··· RECORD EXCERPTS

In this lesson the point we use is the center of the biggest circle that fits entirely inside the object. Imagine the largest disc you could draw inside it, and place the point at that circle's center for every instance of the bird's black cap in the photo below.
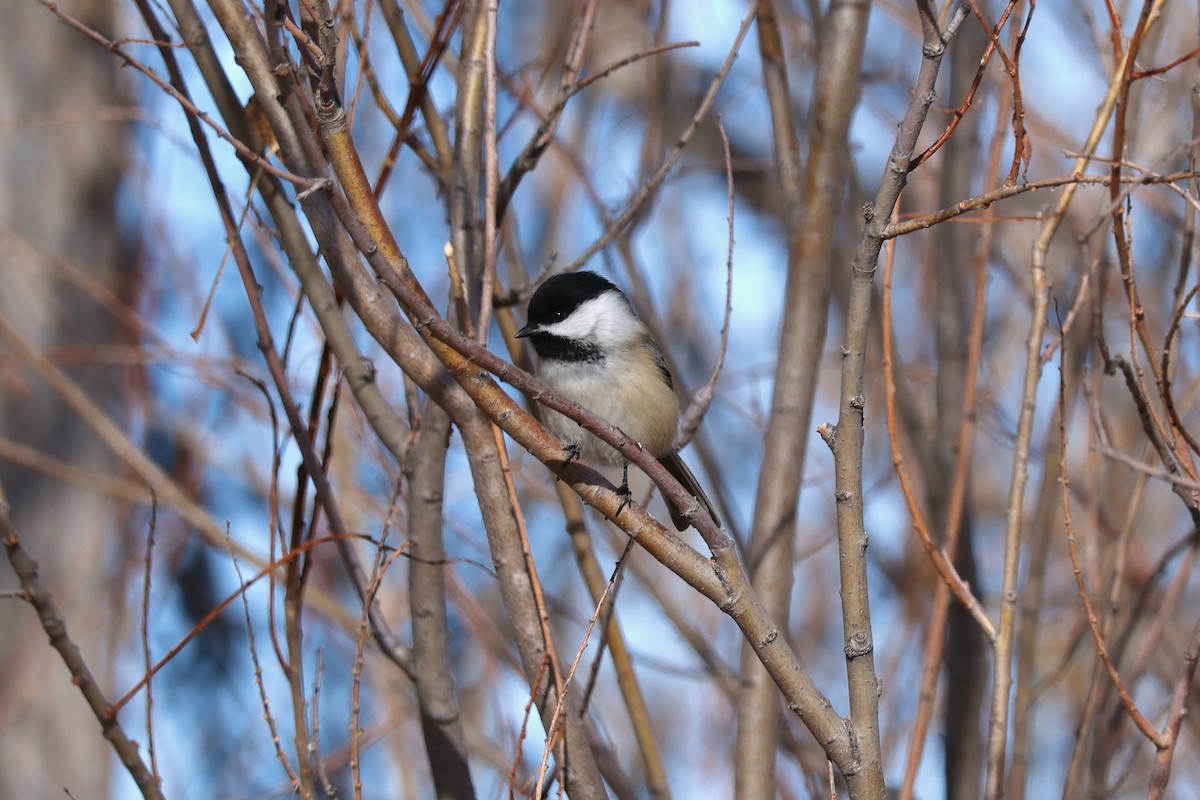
(561, 294)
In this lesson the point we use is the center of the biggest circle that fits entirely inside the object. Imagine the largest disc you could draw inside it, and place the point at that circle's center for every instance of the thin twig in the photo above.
(55, 627)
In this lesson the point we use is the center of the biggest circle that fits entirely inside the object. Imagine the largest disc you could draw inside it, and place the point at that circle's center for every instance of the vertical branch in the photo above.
(809, 221)
(491, 174)
(57, 630)
(465, 187)
(846, 439)
(1002, 675)
(436, 696)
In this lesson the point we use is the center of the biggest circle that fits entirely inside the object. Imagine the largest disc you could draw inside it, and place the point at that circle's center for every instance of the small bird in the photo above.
(594, 349)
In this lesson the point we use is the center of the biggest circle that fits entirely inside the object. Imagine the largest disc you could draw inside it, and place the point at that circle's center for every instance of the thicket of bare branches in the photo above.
(274, 483)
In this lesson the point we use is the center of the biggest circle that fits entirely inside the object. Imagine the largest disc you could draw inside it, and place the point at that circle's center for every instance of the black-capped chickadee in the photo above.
(594, 349)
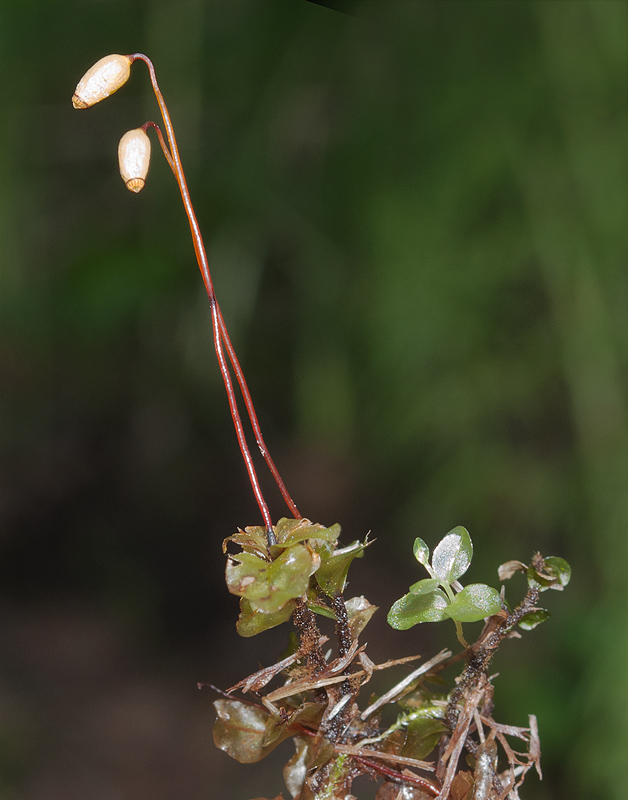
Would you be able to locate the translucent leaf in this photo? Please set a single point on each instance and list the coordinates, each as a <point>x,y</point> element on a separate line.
<point>421,551</point>
<point>268,586</point>
<point>240,730</point>
<point>251,540</point>
<point>508,569</point>
<point>534,618</point>
<point>422,737</point>
<point>452,555</point>
<point>474,602</point>
<point>414,608</point>
<point>331,576</point>
<point>424,586</point>
<point>359,611</point>
<point>291,531</point>
<point>556,574</point>
<point>559,569</point>
<point>251,622</point>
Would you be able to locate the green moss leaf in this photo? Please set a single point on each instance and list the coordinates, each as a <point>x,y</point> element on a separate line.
<point>331,576</point>
<point>412,609</point>
<point>474,602</point>
<point>452,555</point>
<point>251,540</point>
<point>291,531</point>
<point>269,585</point>
<point>425,586</point>
<point>421,552</point>
<point>534,618</point>
<point>559,569</point>
<point>422,737</point>
<point>556,574</point>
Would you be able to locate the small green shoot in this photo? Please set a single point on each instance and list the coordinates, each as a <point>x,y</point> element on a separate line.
<point>441,596</point>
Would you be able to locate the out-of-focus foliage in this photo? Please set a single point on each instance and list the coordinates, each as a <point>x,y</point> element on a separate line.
<point>416,213</point>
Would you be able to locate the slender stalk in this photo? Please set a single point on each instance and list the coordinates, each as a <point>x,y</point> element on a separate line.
<point>221,335</point>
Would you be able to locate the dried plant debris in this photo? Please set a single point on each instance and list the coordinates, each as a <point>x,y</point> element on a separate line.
<point>441,743</point>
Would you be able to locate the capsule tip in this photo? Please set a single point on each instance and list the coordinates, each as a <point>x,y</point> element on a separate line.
<point>135,184</point>
<point>77,102</point>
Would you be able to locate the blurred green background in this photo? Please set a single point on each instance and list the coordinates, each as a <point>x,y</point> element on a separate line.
<point>416,213</point>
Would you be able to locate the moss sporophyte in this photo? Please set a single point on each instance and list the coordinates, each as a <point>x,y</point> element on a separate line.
<point>425,736</point>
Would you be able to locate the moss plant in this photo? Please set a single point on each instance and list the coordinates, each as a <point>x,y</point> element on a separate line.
<point>444,741</point>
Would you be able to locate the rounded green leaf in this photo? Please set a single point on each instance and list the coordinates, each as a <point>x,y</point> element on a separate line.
<point>474,602</point>
<point>412,609</point>
<point>533,619</point>
<point>421,551</point>
<point>331,576</point>
<point>508,569</point>
<point>425,586</point>
<point>422,737</point>
<point>452,555</point>
<point>559,569</point>
<point>269,585</point>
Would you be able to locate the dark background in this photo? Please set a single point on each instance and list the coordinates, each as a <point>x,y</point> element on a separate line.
<point>416,217</point>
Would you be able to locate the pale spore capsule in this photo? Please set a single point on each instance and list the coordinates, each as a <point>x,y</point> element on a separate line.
<point>101,80</point>
<point>134,158</point>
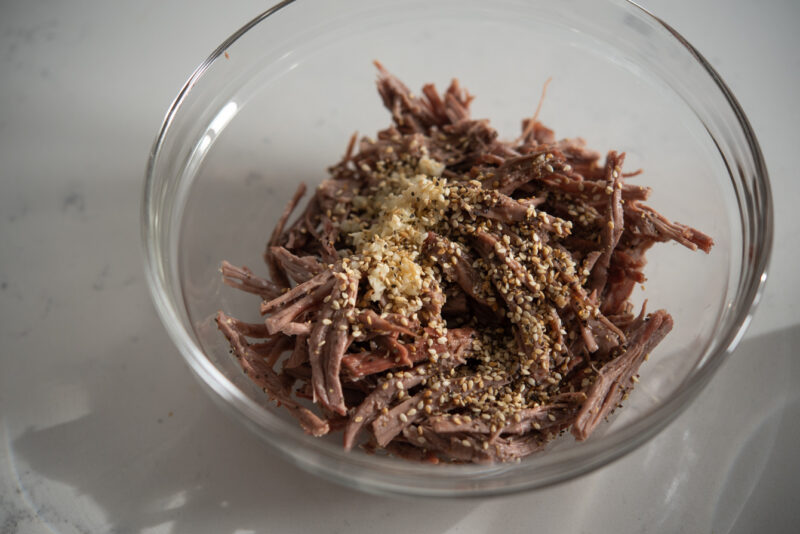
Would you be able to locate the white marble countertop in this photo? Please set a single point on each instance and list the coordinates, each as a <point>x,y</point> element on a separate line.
<point>104,430</point>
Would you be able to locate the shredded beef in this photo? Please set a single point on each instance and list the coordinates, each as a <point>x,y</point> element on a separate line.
<point>448,296</point>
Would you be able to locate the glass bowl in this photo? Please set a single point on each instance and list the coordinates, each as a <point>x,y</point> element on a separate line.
<point>277,102</point>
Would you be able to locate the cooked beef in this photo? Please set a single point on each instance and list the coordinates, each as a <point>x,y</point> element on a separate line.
<point>453,296</point>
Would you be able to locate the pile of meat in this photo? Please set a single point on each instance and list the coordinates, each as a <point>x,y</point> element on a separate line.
<point>448,296</point>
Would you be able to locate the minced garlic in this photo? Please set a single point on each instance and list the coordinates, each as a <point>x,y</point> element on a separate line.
<point>389,227</point>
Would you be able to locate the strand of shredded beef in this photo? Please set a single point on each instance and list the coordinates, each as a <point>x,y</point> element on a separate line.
<point>514,327</point>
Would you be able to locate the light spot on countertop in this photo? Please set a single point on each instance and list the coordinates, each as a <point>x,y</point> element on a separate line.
<point>74,201</point>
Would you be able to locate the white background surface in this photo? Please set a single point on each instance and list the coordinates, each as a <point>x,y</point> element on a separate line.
<point>102,428</point>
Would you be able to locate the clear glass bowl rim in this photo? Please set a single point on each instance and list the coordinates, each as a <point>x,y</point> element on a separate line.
<point>593,454</point>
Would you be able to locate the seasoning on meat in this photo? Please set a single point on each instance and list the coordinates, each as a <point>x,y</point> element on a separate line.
<point>452,296</point>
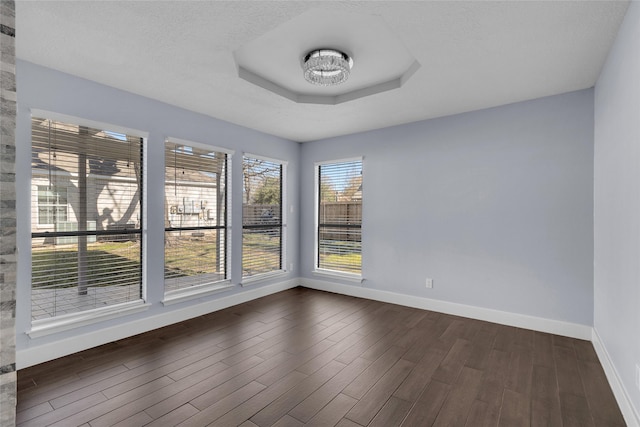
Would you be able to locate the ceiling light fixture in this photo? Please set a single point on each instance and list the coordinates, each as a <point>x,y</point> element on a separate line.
<point>327,67</point>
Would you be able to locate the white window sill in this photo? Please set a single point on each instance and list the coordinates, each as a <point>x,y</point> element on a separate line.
<point>43,327</point>
<point>252,280</point>
<point>194,292</point>
<point>350,277</point>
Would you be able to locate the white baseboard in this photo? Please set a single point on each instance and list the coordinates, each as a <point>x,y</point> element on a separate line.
<point>573,330</point>
<point>629,412</point>
<point>43,353</point>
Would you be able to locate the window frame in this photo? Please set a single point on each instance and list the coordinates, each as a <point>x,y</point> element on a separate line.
<point>317,270</point>
<point>55,206</point>
<point>47,326</point>
<point>248,280</point>
<point>207,287</point>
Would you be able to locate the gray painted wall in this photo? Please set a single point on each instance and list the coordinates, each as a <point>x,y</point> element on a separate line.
<point>7,214</point>
<point>49,90</point>
<point>495,205</point>
<point>617,203</point>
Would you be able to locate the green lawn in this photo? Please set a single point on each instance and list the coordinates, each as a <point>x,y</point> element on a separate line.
<point>57,266</point>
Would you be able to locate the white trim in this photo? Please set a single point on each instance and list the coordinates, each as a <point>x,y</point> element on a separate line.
<point>558,327</point>
<point>43,327</point>
<point>42,353</point>
<point>351,277</point>
<point>261,277</point>
<point>200,145</point>
<point>49,115</point>
<point>629,412</point>
<point>194,292</point>
<point>268,159</point>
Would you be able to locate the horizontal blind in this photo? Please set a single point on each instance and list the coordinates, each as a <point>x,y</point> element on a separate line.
<point>261,216</point>
<point>195,216</point>
<point>340,217</point>
<point>86,218</point>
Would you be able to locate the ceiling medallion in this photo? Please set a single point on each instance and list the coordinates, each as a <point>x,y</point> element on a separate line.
<point>327,67</point>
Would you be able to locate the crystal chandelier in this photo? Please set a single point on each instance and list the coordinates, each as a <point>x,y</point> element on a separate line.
<point>327,67</point>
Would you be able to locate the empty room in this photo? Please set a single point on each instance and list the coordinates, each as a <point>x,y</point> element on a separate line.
<point>319,213</point>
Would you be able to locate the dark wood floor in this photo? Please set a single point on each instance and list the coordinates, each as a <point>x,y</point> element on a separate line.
<point>304,357</point>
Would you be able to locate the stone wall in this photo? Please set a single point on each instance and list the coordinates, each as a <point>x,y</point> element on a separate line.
<point>7,214</point>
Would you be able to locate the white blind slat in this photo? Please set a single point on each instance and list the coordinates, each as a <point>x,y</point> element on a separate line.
<point>261,216</point>
<point>84,179</point>
<point>195,199</point>
<point>340,216</point>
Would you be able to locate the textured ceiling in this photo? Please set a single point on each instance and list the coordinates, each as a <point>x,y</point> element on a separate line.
<point>473,55</point>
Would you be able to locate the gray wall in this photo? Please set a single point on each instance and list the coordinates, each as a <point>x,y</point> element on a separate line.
<point>617,203</point>
<point>7,214</point>
<point>49,90</point>
<point>495,205</point>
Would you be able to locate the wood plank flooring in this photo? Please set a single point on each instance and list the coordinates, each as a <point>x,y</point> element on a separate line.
<point>304,357</point>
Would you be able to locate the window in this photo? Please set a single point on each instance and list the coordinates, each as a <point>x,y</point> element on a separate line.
<point>87,185</point>
<point>52,205</point>
<point>196,191</point>
<point>262,216</point>
<point>340,217</point>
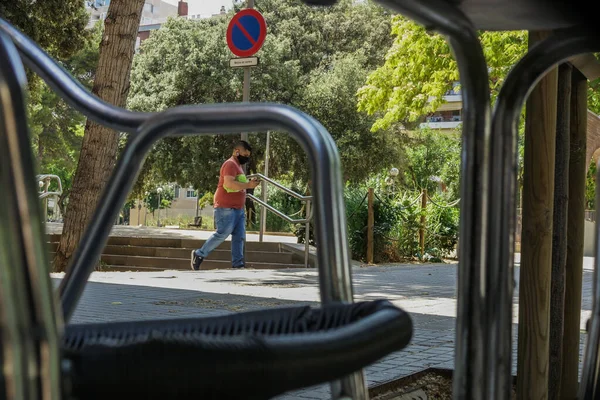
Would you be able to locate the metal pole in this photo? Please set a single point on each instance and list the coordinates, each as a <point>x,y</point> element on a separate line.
<point>246,88</point>
<point>45,210</point>
<point>423,223</point>
<point>370,225</point>
<point>158,214</point>
<point>307,235</point>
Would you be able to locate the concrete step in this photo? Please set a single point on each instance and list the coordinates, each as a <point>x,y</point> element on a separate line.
<point>168,252</point>
<point>205,266</point>
<point>162,263</point>
<point>181,243</point>
<point>184,263</point>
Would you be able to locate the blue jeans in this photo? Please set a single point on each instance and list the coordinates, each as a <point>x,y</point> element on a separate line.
<point>229,221</point>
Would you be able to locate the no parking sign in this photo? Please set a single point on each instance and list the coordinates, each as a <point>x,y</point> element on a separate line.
<point>246,32</point>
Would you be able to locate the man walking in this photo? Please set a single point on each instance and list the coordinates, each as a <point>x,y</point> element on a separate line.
<point>229,202</point>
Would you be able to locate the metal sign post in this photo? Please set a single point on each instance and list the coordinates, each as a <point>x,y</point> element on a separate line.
<point>245,36</point>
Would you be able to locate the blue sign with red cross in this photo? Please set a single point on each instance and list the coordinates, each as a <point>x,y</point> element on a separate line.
<point>246,32</point>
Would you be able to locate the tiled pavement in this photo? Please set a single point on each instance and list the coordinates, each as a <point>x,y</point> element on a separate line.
<point>427,292</point>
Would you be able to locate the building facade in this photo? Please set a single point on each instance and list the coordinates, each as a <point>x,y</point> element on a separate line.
<point>448,116</point>
<point>154,11</point>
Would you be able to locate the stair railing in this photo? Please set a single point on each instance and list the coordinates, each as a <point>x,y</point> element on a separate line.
<point>307,210</point>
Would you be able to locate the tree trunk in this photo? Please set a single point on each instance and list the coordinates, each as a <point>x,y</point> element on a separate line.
<point>536,239</point>
<point>99,147</point>
<point>575,229</point>
<point>559,230</point>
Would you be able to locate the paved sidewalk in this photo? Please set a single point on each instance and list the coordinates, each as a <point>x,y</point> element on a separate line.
<point>172,233</point>
<point>426,291</point>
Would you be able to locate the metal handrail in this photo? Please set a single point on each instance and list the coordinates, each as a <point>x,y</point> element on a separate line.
<point>305,220</point>
<point>280,186</point>
<point>277,212</point>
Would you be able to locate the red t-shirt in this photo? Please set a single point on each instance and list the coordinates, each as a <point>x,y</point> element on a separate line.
<point>229,198</point>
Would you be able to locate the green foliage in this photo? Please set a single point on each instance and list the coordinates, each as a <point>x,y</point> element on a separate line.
<point>442,227</point>
<point>590,187</point>
<point>432,155</point>
<point>58,26</point>
<point>420,69</point>
<point>57,129</point>
<point>397,224</point>
<point>313,58</point>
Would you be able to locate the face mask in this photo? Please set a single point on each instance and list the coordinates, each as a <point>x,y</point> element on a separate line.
<point>243,159</point>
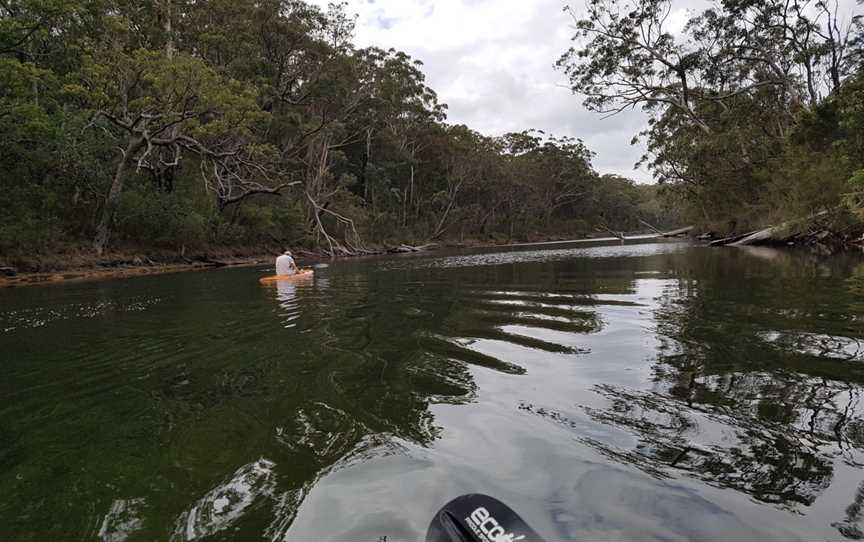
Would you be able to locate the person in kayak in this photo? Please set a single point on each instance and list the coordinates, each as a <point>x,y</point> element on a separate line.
<point>285,265</point>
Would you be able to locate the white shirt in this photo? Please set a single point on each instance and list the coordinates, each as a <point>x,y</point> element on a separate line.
<point>285,265</point>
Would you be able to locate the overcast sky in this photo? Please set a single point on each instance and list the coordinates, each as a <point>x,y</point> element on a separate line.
<point>492,62</point>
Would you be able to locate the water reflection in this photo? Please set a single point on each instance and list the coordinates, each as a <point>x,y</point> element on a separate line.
<point>622,393</point>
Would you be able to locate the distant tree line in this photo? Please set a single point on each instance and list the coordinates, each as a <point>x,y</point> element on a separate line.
<point>756,107</point>
<point>183,124</point>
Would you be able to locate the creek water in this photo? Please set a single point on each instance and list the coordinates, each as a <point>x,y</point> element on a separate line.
<point>648,392</point>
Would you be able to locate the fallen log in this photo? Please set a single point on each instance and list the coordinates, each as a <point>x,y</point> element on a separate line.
<point>779,233</point>
<point>729,240</point>
<point>679,231</point>
<point>650,227</point>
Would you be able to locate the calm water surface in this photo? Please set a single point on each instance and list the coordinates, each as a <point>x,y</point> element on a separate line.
<point>655,392</point>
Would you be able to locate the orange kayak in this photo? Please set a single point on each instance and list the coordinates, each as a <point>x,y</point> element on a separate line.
<point>302,274</point>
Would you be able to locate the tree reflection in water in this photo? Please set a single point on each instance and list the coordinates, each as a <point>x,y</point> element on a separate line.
<point>741,397</point>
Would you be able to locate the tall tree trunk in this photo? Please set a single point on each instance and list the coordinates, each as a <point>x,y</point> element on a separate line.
<point>167,25</point>
<point>103,230</point>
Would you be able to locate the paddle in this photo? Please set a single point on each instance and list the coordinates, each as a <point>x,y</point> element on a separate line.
<point>479,518</point>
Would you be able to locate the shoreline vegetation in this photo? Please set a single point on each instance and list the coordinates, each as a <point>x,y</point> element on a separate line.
<point>193,131</point>
<point>86,266</point>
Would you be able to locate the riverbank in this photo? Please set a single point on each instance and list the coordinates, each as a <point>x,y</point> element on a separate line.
<point>84,265</point>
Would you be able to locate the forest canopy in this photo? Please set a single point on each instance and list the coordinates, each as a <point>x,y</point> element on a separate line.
<point>186,125</point>
<point>755,106</point>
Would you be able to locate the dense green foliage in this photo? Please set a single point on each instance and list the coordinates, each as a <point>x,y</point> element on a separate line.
<point>178,124</point>
<point>755,106</point>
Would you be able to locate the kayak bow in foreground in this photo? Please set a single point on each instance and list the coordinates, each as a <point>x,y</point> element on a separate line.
<point>479,518</point>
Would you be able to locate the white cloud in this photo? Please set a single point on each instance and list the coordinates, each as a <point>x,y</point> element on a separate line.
<point>492,62</point>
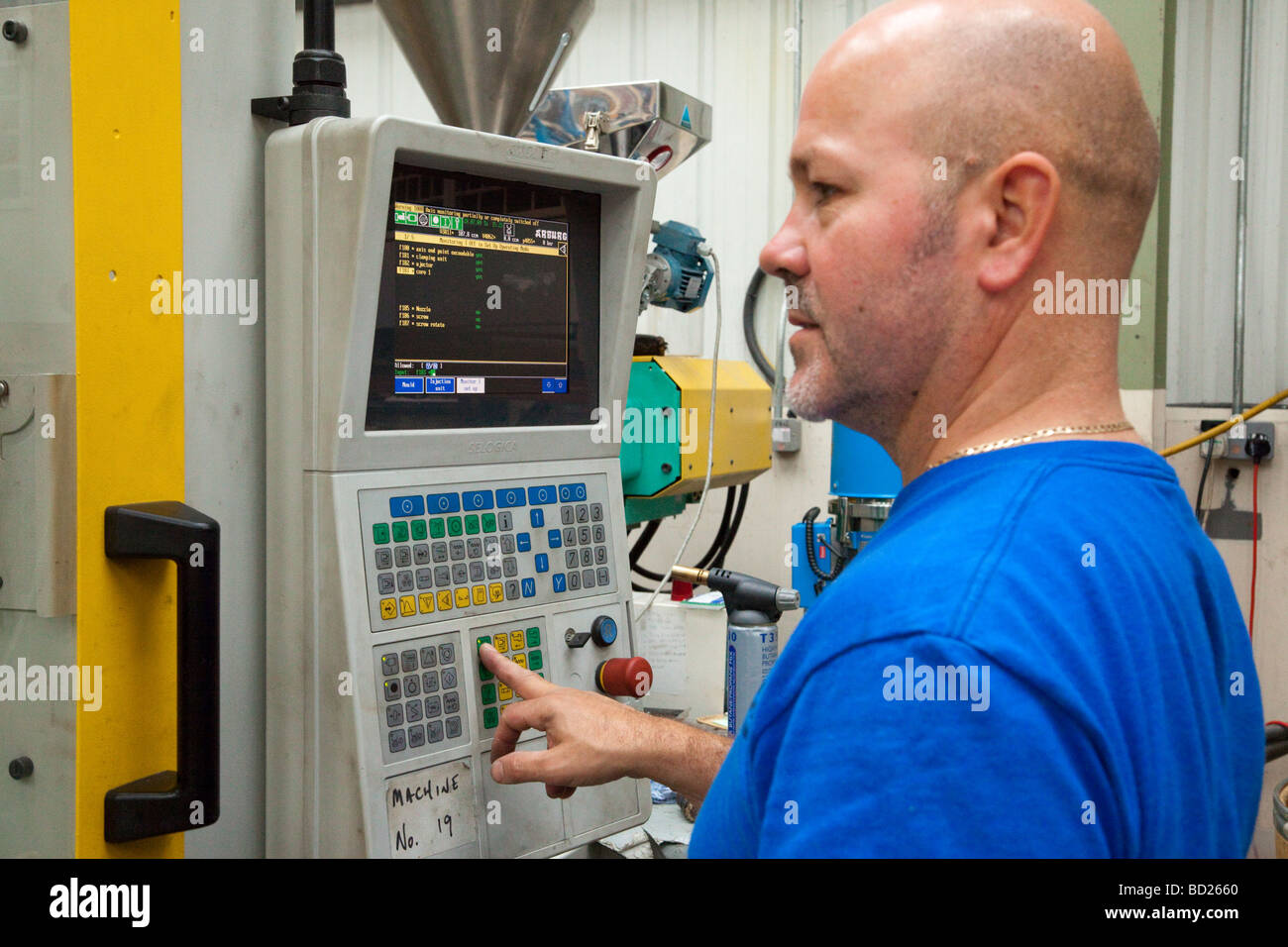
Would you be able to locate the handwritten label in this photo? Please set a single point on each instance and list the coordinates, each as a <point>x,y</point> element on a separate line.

······

PROBLEM DESCRIPTION
Copy out every row from the one containing "Would you be able to locate the window frame" down to the one containing "<point>57,266</point>", both included, multiplying each point coordinate in the answers by 1.05 and rounding to a whole number, with halves rounded up. Leave the requests and their format sample unchanged.

CORRECT RESULT
Would you be able to locate the window frame in this photo? Please set a single point on each instance and list the coordinates, each as a <point>x,y</point> element on a separate line.
<point>333,284</point>
<point>58,216</point>
<point>49,342</point>
<point>260,294</point>
<point>217,301</point>
Would you be able to locate the gray painted wall in this photo? Please set a single point on each instance and list the coordinates, each as a <point>x,y</point> element on a separate line.
<point>7,225</point>
<point>51,95</point>
<point>520,215</point>
<point>648,213</point>
Would you be able to locate the green lawn in this photo? Please set a single point on each instance and list the coordinates, each as a <point>x,y</point> element on a separate line.
<point>60,279</point>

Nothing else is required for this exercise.